- _Brano di partenza_
════

Titolo: Il triste finale di una lunga storia

di Flavio Stasi

Bocce ferme, l’Unical torna deserta: nè studenti, nè ruspe, nè rettore, nè poliziotti in antisommossa. Resta lì, inerme ed immobile la nostra Università, rifiatando con gli occhi sbarrati al termine dello stupro. Rimarrà così fino a che, a Settembre, l’energia viva dei ragazzi calabresi le porgeranno il braccio, e si risolleverà ancora più pesante, storpia, sfigurata di prima.

Avremo ancora meno spazi da vivere, ancora più risorse sotto il controllo di un potere asfissiante, ma soprattutto ancora meno ostacoli sul cammino di un’idea che, ormai è chiaro, è clamorosamente sbagliata. Ecco il risultato reale degli sgomberi e tentativi di sgombero messi in atto ad Agosto: ancora più legittimità alla logica che sta facendo letteralmente crollare l’intera nazione, da ogni punto di vista: culturale, sociale, finanziario, persino morale.

Il Paese è in mano a uomini (e sono uomini, alla faccia delle pari opportunità di facciata) la cui incapacità è pari soltanto alla loro faccia tosta nel non tirarsi indietro. Le nostre Università sono in mano a tecnocrati che dovremmo prendere a calci nel sedere e tenere lontano da ogni ateneo, che del concetto di Università hanno fatto man bassa, che ci lasciano in eredità i loro conti a posto ed i loro deserti sterminati di ignoranza ed omologazione.

Scrive un autorevole docente: “qui va tutto in malora, ed il rettore se la prende con gli spazi occupati”. È l’emblema di un fallimento completo, della frustrazione di una classe dirigente in preda al panico perché, finalmente, è evidente agli occhi di tutti quanto deboli siano le tesi su cui hanno ciarlato per decenni, la demagogia con cui hanno persuaso gli animi, le menzogne con cui hanno nascosto il saccheggio delle nostre tasche e delle nostre teste.

Guardateli ora, quando il mercato a cui hanno venduto anche le nostre mutande gli ha requisito la tendina di cortesia, i Governi che abbattono gli ospedali, che distruggono i nostri sogni di vecchiaia, che affamano le regioni ed i comuni: lanceranno un osso al centro e lasceranno che sindaci e governatori si scannino per tornare al popolo sconvolti ma fieri di aver racimolato la costola di qualcosa, dopodiché ingoieranno anche quella di fronte ai nostri occhi sbalorditi.

════

- _Consegna_
Per favore, trascrivi il brano sull'Unical tra "Avremo ancora meno" e "finanziario, persino morale.", estremi compresi. Le voci non hanno alcun legame con il brano.

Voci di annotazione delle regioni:
════

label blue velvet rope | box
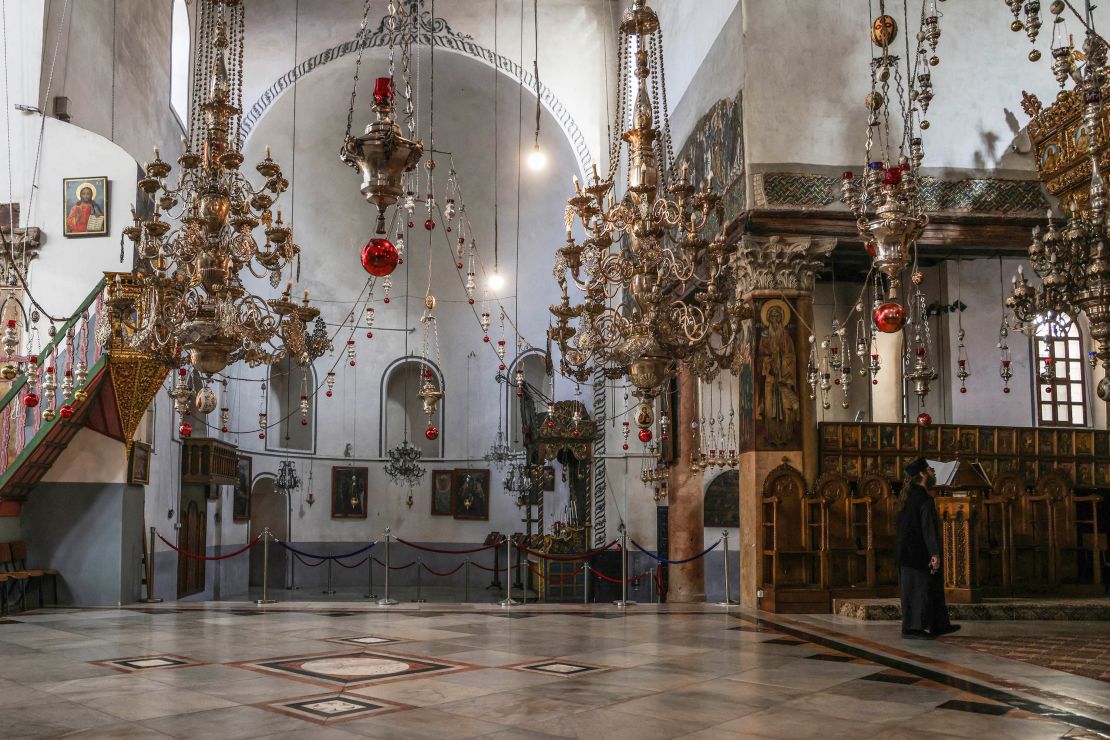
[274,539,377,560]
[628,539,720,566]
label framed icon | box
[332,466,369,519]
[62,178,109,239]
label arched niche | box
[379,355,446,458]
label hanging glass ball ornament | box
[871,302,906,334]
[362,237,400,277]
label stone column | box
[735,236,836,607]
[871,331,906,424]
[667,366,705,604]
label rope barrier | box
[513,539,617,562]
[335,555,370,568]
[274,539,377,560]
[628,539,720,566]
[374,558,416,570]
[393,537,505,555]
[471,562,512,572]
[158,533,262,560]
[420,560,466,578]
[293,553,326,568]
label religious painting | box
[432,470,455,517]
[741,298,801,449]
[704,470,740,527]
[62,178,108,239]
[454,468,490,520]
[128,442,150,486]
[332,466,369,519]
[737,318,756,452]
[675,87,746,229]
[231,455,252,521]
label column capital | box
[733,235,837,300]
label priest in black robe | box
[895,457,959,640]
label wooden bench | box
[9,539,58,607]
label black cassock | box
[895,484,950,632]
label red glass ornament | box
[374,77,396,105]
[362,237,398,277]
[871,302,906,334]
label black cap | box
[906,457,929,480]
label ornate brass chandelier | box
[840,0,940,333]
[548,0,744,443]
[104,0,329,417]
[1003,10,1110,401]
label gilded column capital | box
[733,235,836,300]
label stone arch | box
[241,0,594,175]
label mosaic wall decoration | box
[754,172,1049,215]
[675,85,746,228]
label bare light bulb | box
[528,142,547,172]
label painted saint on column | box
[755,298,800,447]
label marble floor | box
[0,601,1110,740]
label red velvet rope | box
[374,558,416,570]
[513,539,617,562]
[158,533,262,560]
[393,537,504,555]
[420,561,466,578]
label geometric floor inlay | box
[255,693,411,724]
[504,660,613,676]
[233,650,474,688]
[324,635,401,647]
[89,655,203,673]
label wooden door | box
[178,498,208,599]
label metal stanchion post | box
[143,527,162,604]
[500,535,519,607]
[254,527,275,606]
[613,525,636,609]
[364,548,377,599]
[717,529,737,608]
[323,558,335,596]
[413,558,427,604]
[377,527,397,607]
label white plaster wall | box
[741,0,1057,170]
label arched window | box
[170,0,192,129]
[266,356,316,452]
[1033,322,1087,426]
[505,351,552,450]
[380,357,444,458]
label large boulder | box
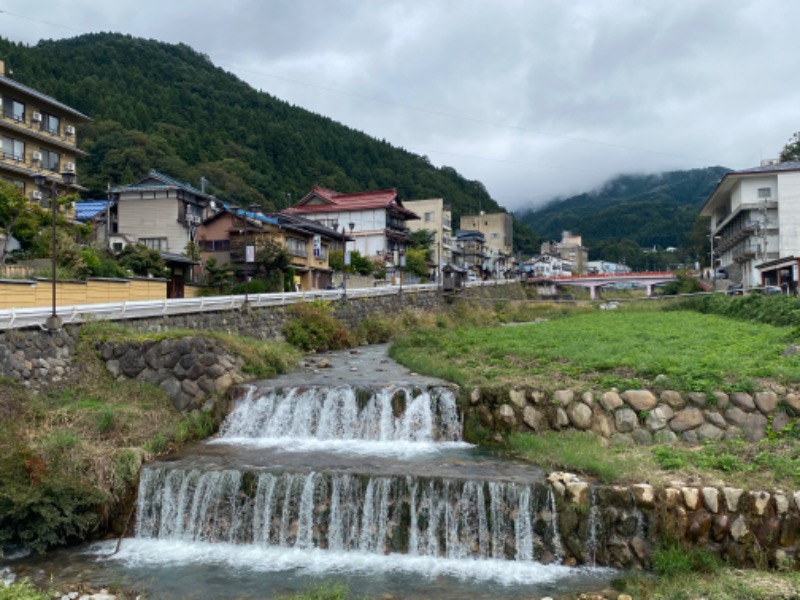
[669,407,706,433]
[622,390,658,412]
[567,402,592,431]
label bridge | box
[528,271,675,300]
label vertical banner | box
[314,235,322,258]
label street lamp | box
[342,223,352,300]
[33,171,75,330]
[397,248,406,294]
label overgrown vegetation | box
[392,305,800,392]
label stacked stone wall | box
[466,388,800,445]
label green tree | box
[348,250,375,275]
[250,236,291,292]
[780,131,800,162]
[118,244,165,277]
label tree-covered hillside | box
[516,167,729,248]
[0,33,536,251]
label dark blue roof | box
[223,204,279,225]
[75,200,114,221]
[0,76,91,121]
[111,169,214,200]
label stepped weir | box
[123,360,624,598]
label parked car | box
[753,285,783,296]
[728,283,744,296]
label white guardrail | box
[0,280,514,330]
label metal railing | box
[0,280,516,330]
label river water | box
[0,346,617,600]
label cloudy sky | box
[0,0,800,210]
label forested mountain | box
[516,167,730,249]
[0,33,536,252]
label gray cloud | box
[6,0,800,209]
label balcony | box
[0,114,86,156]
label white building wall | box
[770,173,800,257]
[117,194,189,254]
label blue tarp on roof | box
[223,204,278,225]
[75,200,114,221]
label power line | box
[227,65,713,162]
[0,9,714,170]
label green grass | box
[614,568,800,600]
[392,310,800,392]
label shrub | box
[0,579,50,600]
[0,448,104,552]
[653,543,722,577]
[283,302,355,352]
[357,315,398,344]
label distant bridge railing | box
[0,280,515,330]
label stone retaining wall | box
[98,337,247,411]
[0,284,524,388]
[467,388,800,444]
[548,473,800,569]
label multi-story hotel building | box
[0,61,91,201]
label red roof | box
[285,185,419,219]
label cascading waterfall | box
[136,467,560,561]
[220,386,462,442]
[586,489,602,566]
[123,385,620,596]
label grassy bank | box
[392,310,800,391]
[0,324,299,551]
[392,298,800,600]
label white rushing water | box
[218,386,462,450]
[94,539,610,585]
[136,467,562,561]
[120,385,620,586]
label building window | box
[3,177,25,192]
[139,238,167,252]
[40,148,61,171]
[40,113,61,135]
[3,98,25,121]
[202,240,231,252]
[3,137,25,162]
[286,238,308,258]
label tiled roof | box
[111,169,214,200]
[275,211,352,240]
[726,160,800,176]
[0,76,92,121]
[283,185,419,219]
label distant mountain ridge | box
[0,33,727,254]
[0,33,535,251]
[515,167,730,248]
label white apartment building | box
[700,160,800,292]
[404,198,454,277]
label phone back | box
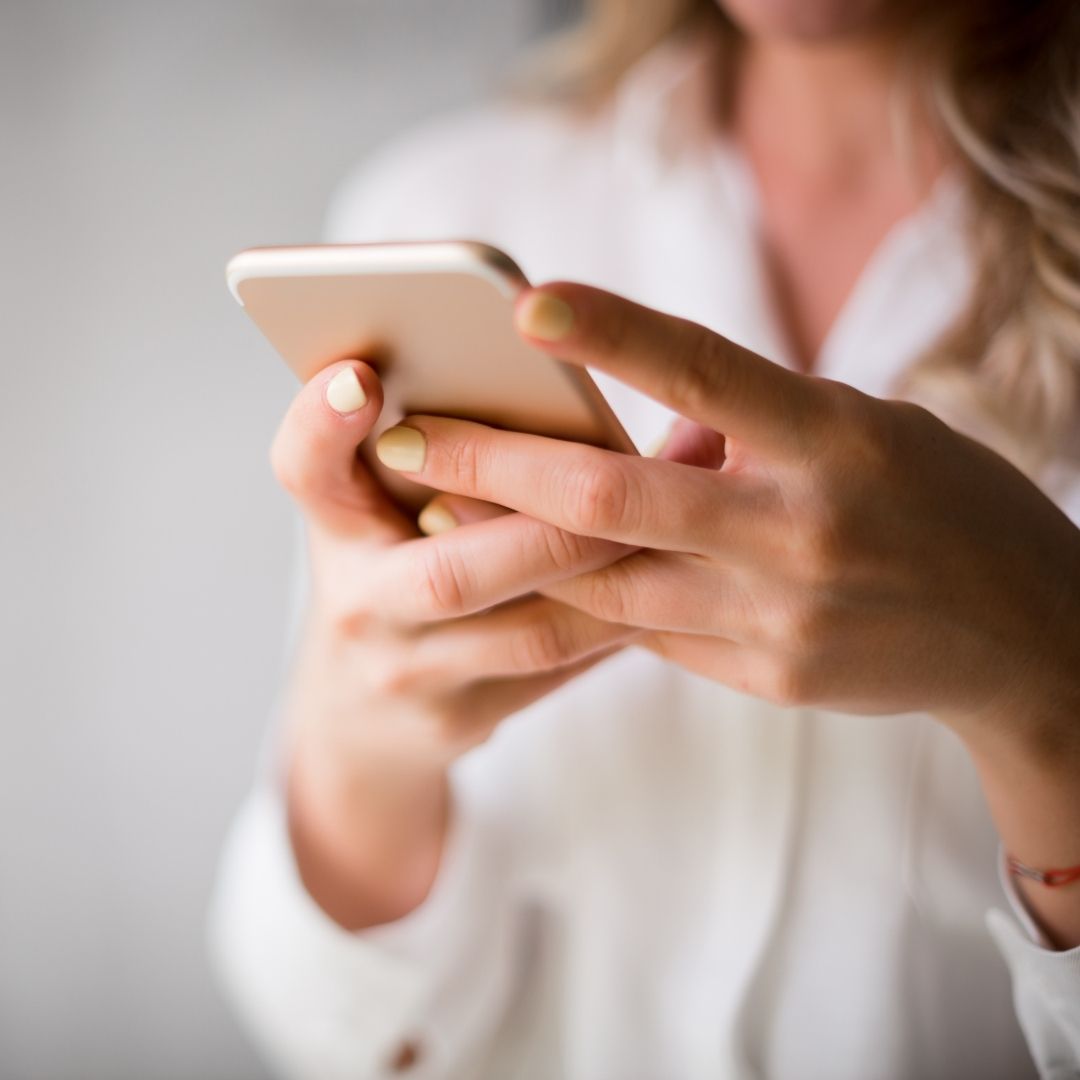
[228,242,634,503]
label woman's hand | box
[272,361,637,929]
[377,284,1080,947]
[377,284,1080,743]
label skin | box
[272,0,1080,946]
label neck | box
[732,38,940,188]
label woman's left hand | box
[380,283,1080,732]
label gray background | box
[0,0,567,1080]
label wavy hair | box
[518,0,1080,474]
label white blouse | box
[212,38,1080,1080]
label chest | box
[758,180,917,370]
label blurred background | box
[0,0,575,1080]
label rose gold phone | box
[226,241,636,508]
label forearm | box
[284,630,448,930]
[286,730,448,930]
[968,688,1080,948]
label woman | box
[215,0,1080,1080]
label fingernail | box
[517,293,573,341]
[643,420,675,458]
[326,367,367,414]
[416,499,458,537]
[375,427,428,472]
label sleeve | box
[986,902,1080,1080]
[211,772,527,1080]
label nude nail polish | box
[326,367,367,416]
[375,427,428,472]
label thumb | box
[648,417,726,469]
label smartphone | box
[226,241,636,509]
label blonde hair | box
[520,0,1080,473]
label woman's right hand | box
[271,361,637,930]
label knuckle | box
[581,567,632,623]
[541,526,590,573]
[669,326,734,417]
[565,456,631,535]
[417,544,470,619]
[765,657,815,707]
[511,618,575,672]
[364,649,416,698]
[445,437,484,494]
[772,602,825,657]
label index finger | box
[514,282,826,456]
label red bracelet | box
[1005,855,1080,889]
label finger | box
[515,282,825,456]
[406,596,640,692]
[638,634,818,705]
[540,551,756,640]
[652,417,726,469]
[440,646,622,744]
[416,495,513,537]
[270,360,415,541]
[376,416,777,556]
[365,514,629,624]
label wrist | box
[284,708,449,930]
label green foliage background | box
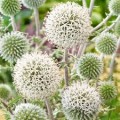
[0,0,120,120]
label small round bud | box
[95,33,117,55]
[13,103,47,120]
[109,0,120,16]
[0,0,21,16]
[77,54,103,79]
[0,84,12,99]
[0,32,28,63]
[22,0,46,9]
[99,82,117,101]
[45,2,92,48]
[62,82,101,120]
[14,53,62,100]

════

- _Risultato dell'esercizio_
Avremo ancora meno spazi da vivere, ancora più risorse sotto il controllo di un potere asfissiante, ma soprattutto ancora meno ostacoli sul cammino di un’idea che, ormai è chiaro, è clamorosamente sbagliata. Ecco il risultato reale degli sgomberi e tentativi di sgombero messi in atto ad Agosto: ancora più legittimità alla logica che sta facendo letteralmente crollare l’intera nazione, da ogni punto di vista: culturale, sociale, finanziario, persino morale.